• Data for this task:
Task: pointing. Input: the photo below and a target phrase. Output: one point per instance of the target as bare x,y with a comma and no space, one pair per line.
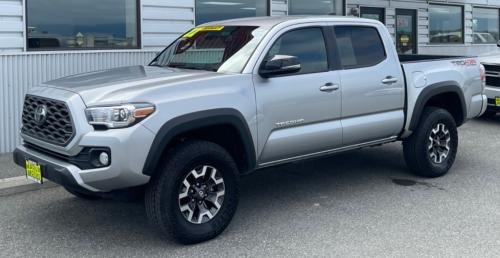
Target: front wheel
195,193
431,150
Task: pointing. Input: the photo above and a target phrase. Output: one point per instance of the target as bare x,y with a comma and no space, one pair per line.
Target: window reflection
485,24
75,24
207,10
445,24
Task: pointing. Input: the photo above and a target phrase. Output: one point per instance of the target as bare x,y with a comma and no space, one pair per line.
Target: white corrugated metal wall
19,72
161,22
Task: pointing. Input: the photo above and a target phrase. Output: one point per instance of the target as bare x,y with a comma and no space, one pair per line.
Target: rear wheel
195,193
431,150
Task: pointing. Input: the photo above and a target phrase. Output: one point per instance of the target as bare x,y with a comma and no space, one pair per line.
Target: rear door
299,114
372,85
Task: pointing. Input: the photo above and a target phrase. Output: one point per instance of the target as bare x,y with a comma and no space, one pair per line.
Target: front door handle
329,87
389,80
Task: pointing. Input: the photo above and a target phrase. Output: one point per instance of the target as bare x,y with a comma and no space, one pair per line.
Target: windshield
223,49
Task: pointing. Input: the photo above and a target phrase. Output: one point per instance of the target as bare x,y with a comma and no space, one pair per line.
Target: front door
406,31
372,85
298,114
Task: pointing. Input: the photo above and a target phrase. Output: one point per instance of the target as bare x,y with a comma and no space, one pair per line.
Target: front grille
53,125
494,68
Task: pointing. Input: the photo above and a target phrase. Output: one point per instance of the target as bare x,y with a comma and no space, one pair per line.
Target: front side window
485,25
446,24
75,24
224,49
316,7
308,45
359,46
207,11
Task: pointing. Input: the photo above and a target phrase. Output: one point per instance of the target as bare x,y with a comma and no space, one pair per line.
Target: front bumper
128,148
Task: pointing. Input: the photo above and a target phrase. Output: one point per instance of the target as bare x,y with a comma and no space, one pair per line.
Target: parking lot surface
361,203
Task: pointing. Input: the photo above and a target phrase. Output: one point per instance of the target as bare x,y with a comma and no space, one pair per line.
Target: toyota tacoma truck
232,97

• What the task requires:
Quote every record above exactly, leaving out any pictures.

• Exercise result:
Task: pointing. Input: the photo below and a target phrase. Output: one point per instance of the target as bare x,y with a comma and no space, one pair per line.
Target: front wheel
195,193
431,150
Task: pointing. Input: the photo above and a target phrase. Output: one point per instance of the target as bare x,y with a comma and no space, one pair per line.
Target: window reflection
485,24
75,24
207,10
445,24
Task: pointing. Input: the photo above and a target phrase. Output: one point per instance of the target as bare x,y with a comma and no space, one pair per line.
Target: white corrugated metal wall
19,72
161,22
Task: pointing. Input: the photo above and a target phrase. Output: one point per instance of the target as bare x,y with a comma and no space, one pair per line.
Target: rear wheel
195,193
431,150
Task: pointing. Input: the photo above and a target phrase. Output: one point per instance of the target as bare x,y with a comma and no space, one pair per line.
Target: rear door
299,114
372,85
Task: pointing. Input: the photo above and a target phrase. Output: one point per instance of the target as bare x,y with a comma and no space, one pair per line.
Target: front door handle
329,87
389,80
Task: pointing. Input: the photo above and a target phrase. Output: one point per instance of the target as bare x,y with a comma and no space, one pair per line.
Target: windshield
223,49
Task: pointing. Input: the photo above and a target phrase. Output: one point per instance of the target as bare x,y with a comma and no space, one pair per line.
Target: front door
406,31
372,85
298,114
Task: pointing. Input: the photo above and a target phrase. Output: one point per instance of the target as bare x,y with a comma and no space, one pair per line.
Target: front grille
53,125
494,68
Task: pointing. Input: the photo above and a target phrase. Output: one point per instance of the target as bare x,y with a comma and no space, one pair per line.
Target: front side window
485,25
446,24
75,24
224,49
316,7
308,45
359,46
207,11
Task: pointing. Input: the photo above and a target phrase. Output: one point per instance of the target as bare x,y with a comma and no space, one pair per line.
Target: front bumper
128,148
Task: pointing. Input: the photo above and a target phrase. Output: one point per instance of the target as bare x,y with a comma and no space, one pair per line.
Target: parking lot surface
361,203
Task: pointing. Input: the photo above and a target phrase. Output: one point per instance of the target as bare x,y with a comma and no space, one pair per line.
Target: toyota tacoma truck
232,97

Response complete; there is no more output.